------ Data ------

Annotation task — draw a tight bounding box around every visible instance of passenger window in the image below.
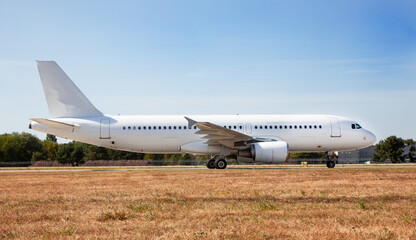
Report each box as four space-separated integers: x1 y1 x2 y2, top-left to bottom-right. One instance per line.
319 125 322 129
158 126 161 130
309 125 312 129
133 126 136 130
138 126 141 130
280 126 282 129
260 126 263 129
184 126 187 129
233 126 236 129
299 126 302 129
314 125 317 129
164 126 166 130
169 126 171 130
265 126 267 129
128 126 131 130
179 126 182 130
149 126 151 130
294 125 297 129
194 126 197 129
239 126 242 129
270 125 272 129
255 126 258 129
123 126 126 130
228 126 231 129
275 126 277 129
174 126 176 129
289 126 292 129
284 125 287 129
153 126 156 130
304 125 307 129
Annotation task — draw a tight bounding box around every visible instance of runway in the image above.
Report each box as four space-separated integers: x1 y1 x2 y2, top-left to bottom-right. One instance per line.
1 164 416 173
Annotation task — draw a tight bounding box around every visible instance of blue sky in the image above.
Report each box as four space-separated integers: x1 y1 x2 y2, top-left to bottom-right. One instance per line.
0 0 415 142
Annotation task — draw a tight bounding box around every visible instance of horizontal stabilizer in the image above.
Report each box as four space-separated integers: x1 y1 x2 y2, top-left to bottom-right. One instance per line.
31 118 79 130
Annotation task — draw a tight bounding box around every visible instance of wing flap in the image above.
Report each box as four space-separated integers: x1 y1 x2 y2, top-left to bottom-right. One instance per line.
185 117 253 149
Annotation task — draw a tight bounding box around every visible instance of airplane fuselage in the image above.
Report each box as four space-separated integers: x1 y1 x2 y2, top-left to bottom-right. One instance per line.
31 114 376 154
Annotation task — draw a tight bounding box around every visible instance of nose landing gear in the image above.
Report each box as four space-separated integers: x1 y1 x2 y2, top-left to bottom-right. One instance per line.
326 151 337 168
326 160 335 168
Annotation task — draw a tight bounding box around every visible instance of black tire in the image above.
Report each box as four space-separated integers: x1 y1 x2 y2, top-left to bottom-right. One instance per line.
206 159 216 169
326 161 335 168
215 159 227 169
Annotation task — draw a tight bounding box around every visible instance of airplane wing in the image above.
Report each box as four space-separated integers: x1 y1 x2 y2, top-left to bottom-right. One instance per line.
185 117 261 149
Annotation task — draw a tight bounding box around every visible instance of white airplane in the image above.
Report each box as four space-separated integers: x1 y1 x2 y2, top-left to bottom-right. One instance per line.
29 61 376 169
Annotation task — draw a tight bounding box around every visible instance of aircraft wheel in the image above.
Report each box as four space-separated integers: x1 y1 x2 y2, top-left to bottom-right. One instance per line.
326 161 335 168
215 159 227 169
206 159 216 169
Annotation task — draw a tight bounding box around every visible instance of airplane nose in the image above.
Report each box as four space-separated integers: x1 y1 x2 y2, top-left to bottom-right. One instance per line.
367 131 377 145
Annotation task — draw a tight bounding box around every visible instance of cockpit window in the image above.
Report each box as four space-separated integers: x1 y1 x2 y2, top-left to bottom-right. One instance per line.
352 123 362 129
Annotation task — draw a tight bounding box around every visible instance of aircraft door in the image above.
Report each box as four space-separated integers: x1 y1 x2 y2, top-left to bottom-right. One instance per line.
245 123 252 134
100 119 111 139
330 119 341 137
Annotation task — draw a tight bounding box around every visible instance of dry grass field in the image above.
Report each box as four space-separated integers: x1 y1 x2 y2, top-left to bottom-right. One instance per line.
1 167 416 239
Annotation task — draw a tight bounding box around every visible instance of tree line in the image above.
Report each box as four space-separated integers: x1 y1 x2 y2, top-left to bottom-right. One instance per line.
372 136 415 163
0 132 200 166
0 132 414 165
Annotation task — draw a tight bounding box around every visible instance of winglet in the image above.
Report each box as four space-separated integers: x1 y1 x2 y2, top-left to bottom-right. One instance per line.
184 117 198 128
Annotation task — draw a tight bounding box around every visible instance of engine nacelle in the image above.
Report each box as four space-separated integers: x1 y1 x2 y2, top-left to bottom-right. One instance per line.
238 141 289 164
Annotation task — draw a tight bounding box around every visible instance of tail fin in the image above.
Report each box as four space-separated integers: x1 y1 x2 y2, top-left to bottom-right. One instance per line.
36 61 103 118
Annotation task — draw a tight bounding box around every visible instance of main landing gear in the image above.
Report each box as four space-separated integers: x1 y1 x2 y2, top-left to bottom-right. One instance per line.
206 158 227 169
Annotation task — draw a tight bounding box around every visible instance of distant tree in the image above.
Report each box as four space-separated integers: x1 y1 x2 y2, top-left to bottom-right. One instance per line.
405 139 415 162
46 134 57 142
56 142 72 164
178 154 193 165
195 155 210 165
83 144 109 160
290 152 326 159
43 139 58 161
56 141 85 166
168 154 181 164
106 148 142 160
373 136 405 163
71 142 85 166
31 151 44 161
122 152 142 160
0 132 43 162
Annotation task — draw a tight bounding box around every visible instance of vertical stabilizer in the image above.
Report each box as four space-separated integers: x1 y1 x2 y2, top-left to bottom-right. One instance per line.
36 61 103 118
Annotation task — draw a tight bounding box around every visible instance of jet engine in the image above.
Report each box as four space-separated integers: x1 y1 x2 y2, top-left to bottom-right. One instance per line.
238 141 289 163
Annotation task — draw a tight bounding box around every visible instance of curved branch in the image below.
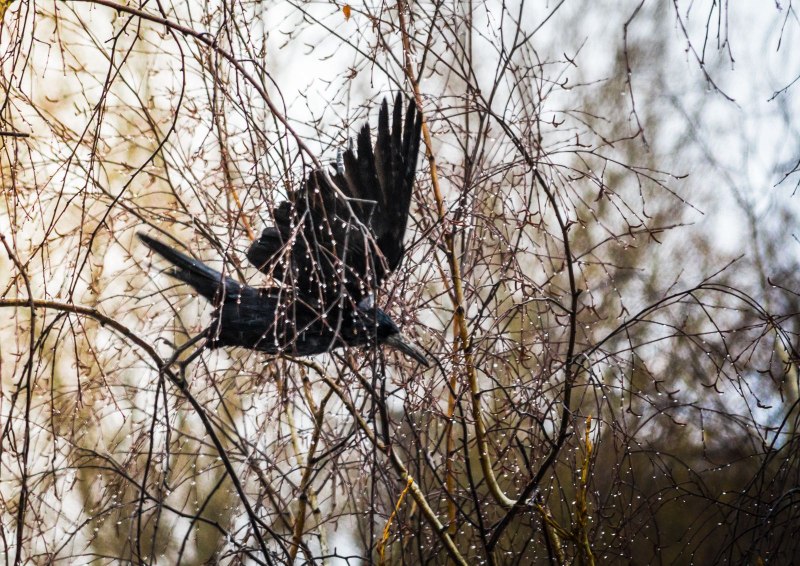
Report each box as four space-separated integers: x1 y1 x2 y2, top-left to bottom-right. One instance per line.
396 0 516 513
0 298 282 564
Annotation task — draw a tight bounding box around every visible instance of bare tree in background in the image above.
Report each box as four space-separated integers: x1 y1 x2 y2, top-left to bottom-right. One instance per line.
1 1 799 564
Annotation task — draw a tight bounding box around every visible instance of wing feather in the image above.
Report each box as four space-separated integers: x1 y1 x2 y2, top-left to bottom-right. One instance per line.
246 96 422 304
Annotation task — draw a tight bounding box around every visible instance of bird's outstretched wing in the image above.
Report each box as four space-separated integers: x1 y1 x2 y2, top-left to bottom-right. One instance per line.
246 94 423 305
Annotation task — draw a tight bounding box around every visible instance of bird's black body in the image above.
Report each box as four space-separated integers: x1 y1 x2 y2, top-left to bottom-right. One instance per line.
140 95 427 366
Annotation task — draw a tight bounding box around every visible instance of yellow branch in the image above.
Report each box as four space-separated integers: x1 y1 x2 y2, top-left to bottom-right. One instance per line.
576 416 595 566
378 476 414 565
396 0 514 510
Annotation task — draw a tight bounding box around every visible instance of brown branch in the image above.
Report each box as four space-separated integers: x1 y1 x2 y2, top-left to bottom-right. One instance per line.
396 0 516 515
471 108 582 551
286 379 333 564
0 234 36 566
0 297 280 564
297 359 469 566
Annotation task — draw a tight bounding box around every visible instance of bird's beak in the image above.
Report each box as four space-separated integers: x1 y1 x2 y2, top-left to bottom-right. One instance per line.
384 333 430 367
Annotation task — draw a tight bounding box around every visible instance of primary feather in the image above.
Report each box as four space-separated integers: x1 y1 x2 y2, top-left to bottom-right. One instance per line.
246 93 423 304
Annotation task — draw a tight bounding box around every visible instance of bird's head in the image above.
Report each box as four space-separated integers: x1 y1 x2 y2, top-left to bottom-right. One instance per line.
353 297 429 366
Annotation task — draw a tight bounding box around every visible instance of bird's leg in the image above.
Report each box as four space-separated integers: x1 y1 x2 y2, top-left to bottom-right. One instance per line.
163 331 206 368
160 331 208 386
176 338 208 384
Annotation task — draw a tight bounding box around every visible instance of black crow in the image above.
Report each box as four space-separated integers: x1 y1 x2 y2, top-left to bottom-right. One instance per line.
139 94 428 368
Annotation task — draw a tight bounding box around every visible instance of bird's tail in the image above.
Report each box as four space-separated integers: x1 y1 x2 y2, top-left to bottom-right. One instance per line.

------

Activity: Which lines of the data hold the string "airplane"? Return each of them.

Answer below:
Annotation task — draw a tight bounding box around every visible instance of airplane fuselage in the image above.
Annotation task — draw a tight bounding box around every visible instance of airplane wing in the image above.
Annotation task — draw a tight bounding box around every visible instance of white airplane in the image above.
Annotation task — draw a tight bounding box around every visible instance of airplane nose in the image above.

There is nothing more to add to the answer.